Extract the material below word for word, leaving out the pictures.

— Start of Data in this exercise —

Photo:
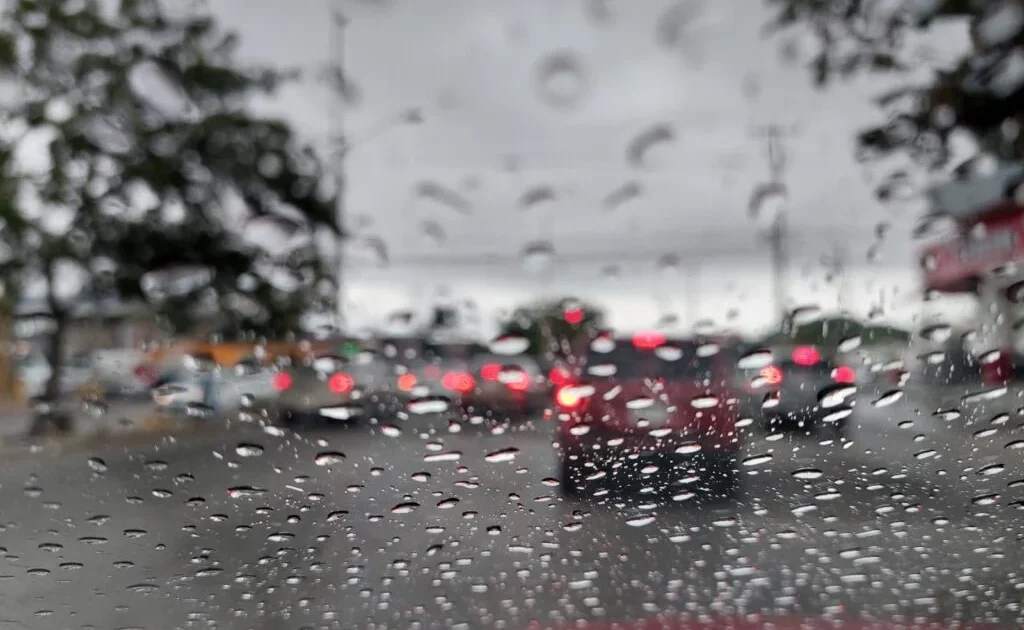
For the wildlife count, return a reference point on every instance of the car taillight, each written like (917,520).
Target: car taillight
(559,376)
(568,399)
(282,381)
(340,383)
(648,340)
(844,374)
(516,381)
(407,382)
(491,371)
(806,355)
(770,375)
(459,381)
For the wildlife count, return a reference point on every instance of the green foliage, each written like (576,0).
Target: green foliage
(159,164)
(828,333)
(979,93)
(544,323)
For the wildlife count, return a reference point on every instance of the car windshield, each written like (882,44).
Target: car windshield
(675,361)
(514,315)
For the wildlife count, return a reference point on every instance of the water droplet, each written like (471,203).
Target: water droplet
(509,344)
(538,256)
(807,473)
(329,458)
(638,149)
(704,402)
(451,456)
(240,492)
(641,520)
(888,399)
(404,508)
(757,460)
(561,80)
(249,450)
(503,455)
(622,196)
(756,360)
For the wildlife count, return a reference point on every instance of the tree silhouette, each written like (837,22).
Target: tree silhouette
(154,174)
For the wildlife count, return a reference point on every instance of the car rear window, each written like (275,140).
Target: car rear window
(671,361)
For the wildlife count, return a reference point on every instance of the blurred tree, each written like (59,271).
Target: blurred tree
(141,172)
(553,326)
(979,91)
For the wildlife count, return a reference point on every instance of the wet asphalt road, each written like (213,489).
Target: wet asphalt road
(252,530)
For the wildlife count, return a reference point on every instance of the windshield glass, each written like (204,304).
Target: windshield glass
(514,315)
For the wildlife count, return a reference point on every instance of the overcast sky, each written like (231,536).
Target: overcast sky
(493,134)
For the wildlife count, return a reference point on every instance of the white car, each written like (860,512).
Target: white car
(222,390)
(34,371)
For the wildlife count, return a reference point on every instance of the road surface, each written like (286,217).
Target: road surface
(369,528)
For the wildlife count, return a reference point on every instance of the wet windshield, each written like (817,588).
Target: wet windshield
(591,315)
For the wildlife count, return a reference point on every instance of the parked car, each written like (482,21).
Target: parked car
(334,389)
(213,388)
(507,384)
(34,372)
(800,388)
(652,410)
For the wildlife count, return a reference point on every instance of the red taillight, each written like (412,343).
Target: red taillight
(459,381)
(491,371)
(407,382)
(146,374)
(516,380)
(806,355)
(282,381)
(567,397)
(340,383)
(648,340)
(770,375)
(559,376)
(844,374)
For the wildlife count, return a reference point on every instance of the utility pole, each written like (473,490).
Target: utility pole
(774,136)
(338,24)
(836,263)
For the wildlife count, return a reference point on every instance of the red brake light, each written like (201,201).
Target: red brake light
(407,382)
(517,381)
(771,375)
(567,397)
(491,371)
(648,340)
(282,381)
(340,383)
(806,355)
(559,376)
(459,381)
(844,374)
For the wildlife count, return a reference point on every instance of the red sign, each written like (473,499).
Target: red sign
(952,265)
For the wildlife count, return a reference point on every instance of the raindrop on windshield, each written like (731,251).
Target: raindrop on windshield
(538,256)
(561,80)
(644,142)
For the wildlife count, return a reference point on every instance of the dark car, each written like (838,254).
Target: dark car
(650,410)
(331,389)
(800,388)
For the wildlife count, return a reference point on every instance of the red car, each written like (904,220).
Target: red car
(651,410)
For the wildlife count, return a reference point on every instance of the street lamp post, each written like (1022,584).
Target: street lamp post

— End of Data in this exercise —

[Solution to the exercise]
Photo:
For the wildlife count, return a reference point on every instance of the car taillight, each written like (917,520).
Target: car taillight
(559,376)
(568,399)
(282,381)
(340,383)
(648,340)
(844,374)
(516,381)
(407,382)
(491,371)
(806,355)
(770,375)
(459,381)
For the wildlife count, return a reference point on every instance of the green foliage, each written like (576,0).
Target: green foliage
(159,164)
(828,333)
(979,93)
(544,323)
For the wildlife count, return a reference point on every instance of the car windshield, each written like (882,44).
Target: car windshield
(675,361)
(514,315)
For the wildlife count, return a reference point on every instance of the water droplet, each written like (471,203).
Target: water droplet
(509,344)
(538,256)
(807,473)
(329,458)
(638,149)
(704,402)
(451,456)
(240,492)
(641,520)
(888,399)
(404,508)
(757,460)
(561,80)
(249,450)
(503,455)
(622,196)
(756,360)
For the wildlife count, return a reference point on every instance of the tree silhouette, each written like (837,22).
Target: tree silhouette
(154,174)
For the wildlife count, return a reference point on every instance of the car rear window, each written like (275,140).
Target: car rear window
(671,361)
For the wildlife count, return a reference point on every instance of the blurred tree, each written like (59,271).
Target: blurred tree
(141,172)
(553,326)
(979,91)
For the wildlife count, return a reference point on every instance of the wet asphalt road, each written like (213,489).
Target: wet asphalt road
(252,530)
For the wildlife count, return a reference point on every instance of the windshield glass, each written like (204,304).
Target: windshield glass
(514,315)
For the wildlife count, return a reference point on every instance of the overcast sky, each written like (231,536).
Target: overcast sky
(493,134)
For the wildlife count, return a reference point on every instance of the white car, each written like (860,512).
Target: white car
(222,390)
(34,371)
For the wildlife count, return a reference point on every instance of the road surface, each written like (286,217).
Target: road surface
(369,528)
For the wildlife count, return a reference point on every instance of the wet windshield, each written like (817,588).
Target: wet windshield
(591,315)
For the wildlife count, return a reference point on every instance of the parked car, each written like (482,21).
Target: parked car
(334,389)
(213,388)
(507,384)
(34,372)
(800,388)
(652,410)
For the wildlife count, return a reference point on every instance of the red taillight, each written like (412,343).
Target: red taillight
(459,381)
(491,371)
(407,382)
(146,374)
(516,380)
(806,355)
(282,381)
(567,397)
(340,383)
(648,340)
(770,375)
(559,376)
(844,374)
For the wildlife count, return a reference point on every instance of the utility pole, each written like (473,490).
Target: utility pole
(774,136)
(338,24)
(836,263)
For the wildlife count, return a reference point on every instance of the red brake light, each written like (201,201).
Target: red brake light
(407,382)
(517,381)
(771,375)
(567,397)
(491,371)
(648,340)
(282,381)
(340,383)
(806,355)
(559,376)
(459,381)
(844,374)
For the wildlife count, return a reference point on every instance of the red sign, each written like (473,499).
Target: red sign
(952,265)
For the wildlife count, return a reference point on every instance of the raindrop on windshield, each written like (731,251).
Target: raindrop on windshield
(538,256)
(561,80)
(644,142)
For the wildlife count, return a reference point on every instance of the dark car, each written like (838,254).
Target: dark car
(650,410)
(331,389)
(800,388)
For the wildlife count, return a reference point on every instance of the red car, each written like (904,220).
Target: red car
(651,410)
For the wildlife count, return a reference point on every instance of the street lamp post, each written like (1022,584).
Target: street lamp post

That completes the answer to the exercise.